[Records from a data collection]
[Start of section]

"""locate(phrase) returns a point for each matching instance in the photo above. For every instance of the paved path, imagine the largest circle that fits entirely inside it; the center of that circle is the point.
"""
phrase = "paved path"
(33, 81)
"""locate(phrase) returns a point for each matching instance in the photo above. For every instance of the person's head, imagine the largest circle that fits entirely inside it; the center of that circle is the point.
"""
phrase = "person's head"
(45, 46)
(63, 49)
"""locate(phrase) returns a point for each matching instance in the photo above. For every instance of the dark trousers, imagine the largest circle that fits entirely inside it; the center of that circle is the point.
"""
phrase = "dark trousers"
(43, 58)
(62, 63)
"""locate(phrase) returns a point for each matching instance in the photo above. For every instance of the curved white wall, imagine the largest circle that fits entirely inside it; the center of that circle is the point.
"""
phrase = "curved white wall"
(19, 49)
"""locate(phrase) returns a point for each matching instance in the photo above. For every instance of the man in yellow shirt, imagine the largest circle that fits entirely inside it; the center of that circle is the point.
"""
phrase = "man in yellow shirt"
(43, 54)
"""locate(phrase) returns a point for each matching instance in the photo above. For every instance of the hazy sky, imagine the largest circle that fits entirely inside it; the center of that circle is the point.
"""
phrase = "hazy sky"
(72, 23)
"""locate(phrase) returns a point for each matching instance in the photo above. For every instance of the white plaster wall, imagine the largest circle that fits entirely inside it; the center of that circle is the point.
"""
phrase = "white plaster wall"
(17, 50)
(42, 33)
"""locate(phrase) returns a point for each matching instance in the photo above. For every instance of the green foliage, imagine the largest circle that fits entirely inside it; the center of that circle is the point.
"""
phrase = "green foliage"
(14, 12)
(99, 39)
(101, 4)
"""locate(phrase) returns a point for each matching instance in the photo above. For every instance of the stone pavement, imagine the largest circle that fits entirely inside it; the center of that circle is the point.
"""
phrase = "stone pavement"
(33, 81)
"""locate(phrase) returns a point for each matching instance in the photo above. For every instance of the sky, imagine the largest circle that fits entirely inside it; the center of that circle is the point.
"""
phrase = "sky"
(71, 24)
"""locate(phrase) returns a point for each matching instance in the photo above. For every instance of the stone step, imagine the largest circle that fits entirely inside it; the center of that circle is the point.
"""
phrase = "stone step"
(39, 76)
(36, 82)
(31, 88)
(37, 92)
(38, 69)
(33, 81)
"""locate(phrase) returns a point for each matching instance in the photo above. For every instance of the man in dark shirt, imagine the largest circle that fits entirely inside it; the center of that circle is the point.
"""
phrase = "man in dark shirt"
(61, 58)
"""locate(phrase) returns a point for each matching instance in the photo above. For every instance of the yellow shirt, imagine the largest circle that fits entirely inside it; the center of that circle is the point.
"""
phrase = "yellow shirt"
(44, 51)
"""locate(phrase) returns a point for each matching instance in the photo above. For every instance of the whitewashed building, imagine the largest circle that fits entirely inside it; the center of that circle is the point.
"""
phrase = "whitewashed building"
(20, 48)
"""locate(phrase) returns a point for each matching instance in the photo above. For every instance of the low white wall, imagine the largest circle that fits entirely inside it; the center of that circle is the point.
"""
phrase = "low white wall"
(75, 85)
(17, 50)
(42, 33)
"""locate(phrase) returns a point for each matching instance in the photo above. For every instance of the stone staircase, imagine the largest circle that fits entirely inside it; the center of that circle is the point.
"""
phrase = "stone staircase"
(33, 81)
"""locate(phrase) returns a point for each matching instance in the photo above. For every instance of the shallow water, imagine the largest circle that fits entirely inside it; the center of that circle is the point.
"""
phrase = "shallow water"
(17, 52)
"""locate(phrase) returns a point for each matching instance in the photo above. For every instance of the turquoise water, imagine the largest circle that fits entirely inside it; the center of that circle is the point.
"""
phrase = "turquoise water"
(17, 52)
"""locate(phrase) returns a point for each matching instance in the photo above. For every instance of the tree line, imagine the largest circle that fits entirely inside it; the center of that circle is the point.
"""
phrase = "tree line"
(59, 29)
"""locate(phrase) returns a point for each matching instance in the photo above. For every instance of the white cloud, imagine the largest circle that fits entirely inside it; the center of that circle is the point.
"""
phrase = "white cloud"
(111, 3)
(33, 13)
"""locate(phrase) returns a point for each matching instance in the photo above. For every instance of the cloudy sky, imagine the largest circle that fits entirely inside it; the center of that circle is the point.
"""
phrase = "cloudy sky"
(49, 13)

[End of section]

| Activity |
Print out every record, character for character.

| Your response |
"""locate(phrase) returns a point for each matching instance in the photo above. For every instance of the paved path, imagine the largest circle that fits entirely inside it; the center of that circle is the point.
"""
phrase = "paved path"
(33, 81)
"""locate(phrase) returns a point for each matching instance in the photo above. For every instance of the person's head, imagine the largest circle that fits entirely inside it; the center of that circle is the point.
"""
phrase = "person's head"
(45, 46)
(63, 49)
"""locate(phrase) returns a point for each matching instance in the photo above. For every instance of the dark trousers, imagine the largest circle that fits entirely inside it; the center of that circle is the point.
"""
phrase = "dark trousers"
(43, 58)
(62, 63)
"""locate(phrase) returns a point for each matching instance in the photo above. For every instance of the curved white wall, imagine the largest circle that fits entirely inside it; the center of that circle is the point.
"""
phrase = "curved white wall"
(19, 49)
"""locate(phrase) returns a point for each matching instance in the photo above. For every instance of the man in yellow shirt, imagine the largest circle that fits entirely inside it; the center of that circle is the point.
"""
phrase = "man in yellow shirt"
(43, 54)
"""locate(phrase) returns a point for each matching instance in the photo above. For every instance of the hazy sky, imagine the largest circle that fits entirely inside it; the center of that circle is the point.
"""
phrase = "hazy sky"
(72, 23)
"""locate(phrase) returns a point for each matching instance in the photo above. For every instance of the white plaster wall, imagine the largest circle that fits entirely inside it; the center of that circle is the point.
"""
phrase = "white plaster wall"
(17, 50)
(42, 33)
"""locate(phrase) returns a point for each matching instance in the photo above. For every instance of the green foliage, imagine the largest circle that fits entirely inside it; the center of that circle is the point.
"""
phrase = "green foliage"
(14, 12)
(99, 39)
(101, 4)
"""locate(phrase) returns a point for each matching instance in the photo above. For every instance of the stone pavement, imagine the largest circle that fits entirely inside it; the center of that circle is the point.
"""
phrase = "stone pavement"
(33, 81)
"""locate(phrase) returns a point for each matching instance in the photo above. For every instance of the sky, imagine the largest circle that fits entirely inside it; the center of that circle is the point.
"""
phrase = "sky"
(71, 24)
"""locate(phrase) returns a point for each matching instance in the photo above. For every instance of the stone step, imagine the largest circle that fits entirely inside it; the center of that circle is the point.
"""
phrase = "stone step"
(39, 76)
(36, 82)
(31, 88)
(37, 92)
(38, 69)
(33, 81)
"""locate(phrase) returns a point for each matching instance in the photo above. For every instance of the man in dark shirt, imagine the largest circle that fits entirely inside it; the center of that circle is the point.
"""
phrase = "man in dark shirt"
(61, 58)
"""locate(phrase) returns a point for each matching instance in the photo above. For every instance of the yellow shirt, imagine the largest circle that fits entirely inside it; the center of that circle is the point.
"""
phrase = "yellow shirt"
(44, 51)
"""locate(phrase) returns a point for each matching instance in the photo above. For every instance of the whitewashed building, imagine the largest circle that fits entirely inside it; the center of that circle is the point.
"""
phrase = "whitewashed building"
(20, 48)
"""locate(phrase) returns a point for each matching instance in the photo above. For every instance of the low white wall, imagine the largest circle that fits entirely inside it; the center of that circle is the point.
"""
phrase = "low white wall"
(75, 85)
(17, 50)
(42, 33)
"""locate(phrase) returns a point for each matching instance in the photo above. For every instance of the stone staircase, imagine the largest circle that fits entirely inside it; the center of that circle is the point.
"""
phrase = "stone staircase"
(33, 81)
"""locate(phrase) returns a point for each matching instance in the photo above. For every instance of the shallow water, imagine the largest circle that fits entirely inside it; the center of that circle is the point.
"""
phrase = "shallow water"
(17, 52)
"""locate(phrase) returns a point for each matching instance in the photo above. For every instance of the turquoise water, imagine the largest circle that fits entirely inside it; the center of that circle is the point.
"""
phrase = "turquoise water"
(17, 52)
"""locate(phrase) returns a point for each matching instance in the photo above. For every instance of the tree line, imagine the largest circle that fits entirely inside it; the center of that circle is the point.
"""
phrase = "tree line"
(59, 29)
"""locate(phrase) returns a point for each matching instance in the photo above. For every instance of the white cloud, imagine the largest circle that fits entirely inside it; the center of that circle is the point.
"""
phrase = "white cloud"
(111, 3)
(33, 13)
"""locate(phrase) returns a point for each matching instance in the photo above. For every instance of the cloudy sky, imagine the largest circle that fits entirely inside it; the center of that circle is the point.
"""
phrase = "cloudy sky"
(49, 13)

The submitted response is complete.